# EXCERPT PROVIDED start

Implement poll support. Polled files are indexed using fh in a RB
tree rooted at fuse_conn->polled_files. All pollable files should
have unique fh as that's how notifications are matched to files. If
duplicate fhs are detected, FUSE spits out warning message. Poll will
malfunction but otherwise it will work fine.

Client should send FUSE_NOTIFY_POLL notification once after processing
FUSE_POLL which has FUSE_POLL_SCHEDULE_NOTIFY set. Sending
notification unconditionally after the latest poll or everytime file
content might have changed is inefficient but won't cause malfunction.

fuse_file_poll() can sleep and requires patches from the following
thread which allows f_op->poll() to sleep.

http://thread.gmane.org/gmane.linux.kernel/726176

Signed-off-by: Tejun Heo <[email protected]>
---
fs/fuse/dev.c | 15 ++++++
fs/fuse/file.c | 135 ++++++++++++++++++++++++++++++++++++++++++++++++++
fs/fuse/fuse_i.h | 20 +++++++
fs/fuse/inode.c | 1 +
include/linux/fuse.h | 25 +++++++++
5 files changed, 196 insertions(+), 0 deletions(-)

diff --git a/fs/fuse/dev.c b/fs/fuse/dev.c
index 1408b18..b71cc89 100644
--- a/fs/fuse/dev.c
+++ b/fs/fuse/dev.c
@@ -819,11 +819,26 @@ static int fuse_handle_notify(struct fuse_conn *fc, enum fuse_notify_code code,
int err;

switch (code) {
+ case FUSE_NOTIFY_POLL: {
+ struct fuse_notify_poll_wakeup_out outarg;
+
+ err = -EINVAL;
+ if (size != sizeof(outarg))
+ goto out;
+
+ err = fuse_copy_one(cs, &outarg, sizeof(outarg));
+ if (err)
+ goto out;
+
+ err = fuse_notify_poll_wakeup(fc, &outarg);
+ break;
+ }
default:
err = -EINVAL;
break;
}

+out:
fuse_copy_finish(cs);
return err;
}
diff --git a/fs/fuse/file.c b/fs/fuse/file.c
index 1f662f1..3ea9304 100644
--- a/fs/fuse/file.c
+++ b/fs/fuse/file.c
@@ -62,6 +62,8 @@ struct fuse_file *fuse_file_alloc(struct fuse_conn *fc)

# EXCERPT PROVIDED end
# GIVEN INFORMATION start

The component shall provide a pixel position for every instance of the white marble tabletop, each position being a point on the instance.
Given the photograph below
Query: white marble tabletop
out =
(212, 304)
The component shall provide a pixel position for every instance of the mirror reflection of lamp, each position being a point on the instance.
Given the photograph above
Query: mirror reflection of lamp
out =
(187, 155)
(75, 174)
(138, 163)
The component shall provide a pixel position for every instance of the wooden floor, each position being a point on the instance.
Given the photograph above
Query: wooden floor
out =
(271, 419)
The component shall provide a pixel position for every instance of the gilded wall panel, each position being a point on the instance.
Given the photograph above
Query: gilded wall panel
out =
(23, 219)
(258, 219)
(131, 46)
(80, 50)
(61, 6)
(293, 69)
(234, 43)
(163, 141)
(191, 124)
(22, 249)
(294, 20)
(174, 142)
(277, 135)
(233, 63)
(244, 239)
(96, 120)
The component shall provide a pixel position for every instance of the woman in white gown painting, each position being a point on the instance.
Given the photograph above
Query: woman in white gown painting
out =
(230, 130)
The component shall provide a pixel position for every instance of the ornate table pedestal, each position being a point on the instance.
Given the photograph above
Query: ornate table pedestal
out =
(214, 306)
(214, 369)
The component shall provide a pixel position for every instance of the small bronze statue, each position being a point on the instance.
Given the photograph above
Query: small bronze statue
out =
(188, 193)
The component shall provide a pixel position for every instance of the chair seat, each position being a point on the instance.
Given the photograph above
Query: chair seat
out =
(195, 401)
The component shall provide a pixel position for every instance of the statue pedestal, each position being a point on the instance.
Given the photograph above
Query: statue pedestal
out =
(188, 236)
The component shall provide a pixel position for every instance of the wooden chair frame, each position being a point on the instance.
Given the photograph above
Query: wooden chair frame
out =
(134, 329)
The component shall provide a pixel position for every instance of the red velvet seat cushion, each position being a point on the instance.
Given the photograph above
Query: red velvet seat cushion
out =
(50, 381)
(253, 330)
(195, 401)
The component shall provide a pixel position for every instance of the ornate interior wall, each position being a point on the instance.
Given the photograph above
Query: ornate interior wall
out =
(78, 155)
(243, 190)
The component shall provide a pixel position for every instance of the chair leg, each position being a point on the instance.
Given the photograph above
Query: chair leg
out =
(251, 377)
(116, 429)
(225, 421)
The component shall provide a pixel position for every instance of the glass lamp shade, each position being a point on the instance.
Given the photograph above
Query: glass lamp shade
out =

# GIVEN INFORMATION end

TASKS FOR THIS EXERCISE:
**A)** According to the FUSE poll patch, what does FUSE do if it detects duplicate fhs?
**B)** Pick up the FUSE poll patch at the point where it stops, and continue it.
These items are separate material, unrelated to the FUSE poll patch.

RESULTS BY TASK:
**A)** It prints a warning message.

**B)**
ff->kh = ++fc->khctr;
spin_unlock(&fc->lock);
}
+ RB_CLEAR_NODE(&ff->polled_node);
+ init_waitqueue_head(&ff->poll_wait);
}
return ff;
}
@@ -171,7 +173,11 @@ int fuse_release_common(struct inode *inode, struct file *file, int isdir)

spin_lock(&fc->lock);
list_del(&ff->write_entry);
+ if (!RB_EMPTY_NODE(&ff->polled_node))
+ rb_erase(&ff->polled_node, &fc->polled_files);
spin_unlock(&fc->lock);
+
+ wake_up_interruptible_sync(&ff->poll_wait);
/*
* Normally this will send the RELEASE request,
* however if some asynchronous READ or WRITE requests
@@ -1743,6 +1749,133 @@ static long fuse_file_compat_ioctl(struct file *file, unsigned int cmd,
return fuse_file_do_ioctl(file, cmd, arg, FUSE_IOCTL_COMPAT);
}

+/*
+ * All files which have been polled are linked to RB tree
+ * fuse_conn->polled_files which is indexed by kh. Walk the tree and
+ * find the matching one.
+ */
+static struct rb_node **fuse_find_polled_node(struct fuse_conn *fc, u64 kh,
+ struct rb_node **parent_out)
+{
+ struct rb_node **link = &fc->polled_files.rb_node;
+ struct rb_node *last = NULL;
+
+ while (*link) {
+ struct fuse_file *ff = rb_entry(*link, struct fuse_file,
+ polled_node);
+ last = *link;
+
+ if (kh < ff->kh)
+ link = &(*link)->rb_left;
+ else if (kh > ff->kh)
+ link = &(*link)->rb_right;
+ else
+ return link;
+ }
+
+ if (parent_out)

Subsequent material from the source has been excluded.